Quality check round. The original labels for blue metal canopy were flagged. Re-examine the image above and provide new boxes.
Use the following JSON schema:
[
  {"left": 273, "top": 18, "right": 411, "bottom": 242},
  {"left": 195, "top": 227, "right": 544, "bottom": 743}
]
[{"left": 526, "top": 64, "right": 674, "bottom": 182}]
------
> [Job]
Present every line of the entries above as a Markdown table with two columns, Number and Entry line, assigning each line a sequential number and omitting blank lines.

> [Answer to this task]
| Number | Entry line |
|---|---|
| 1 | Quality check round. The original labels for blue metal canopy were flagged. Re-examine the image above and provide new boxes. |
| 2 | Use the following JSON schema: |
| 3 | [ |
| 4 |   {"left": 273, "top": 18, "right": 411, "bottom": 242}, |
| 5 |   {"left": 195, "top": 227, "right": 544, "bottom": 743} |
| 6 | ] |
| 7 | [{"left": 526, "top": 64, "right": 674, "bottom": 182}] |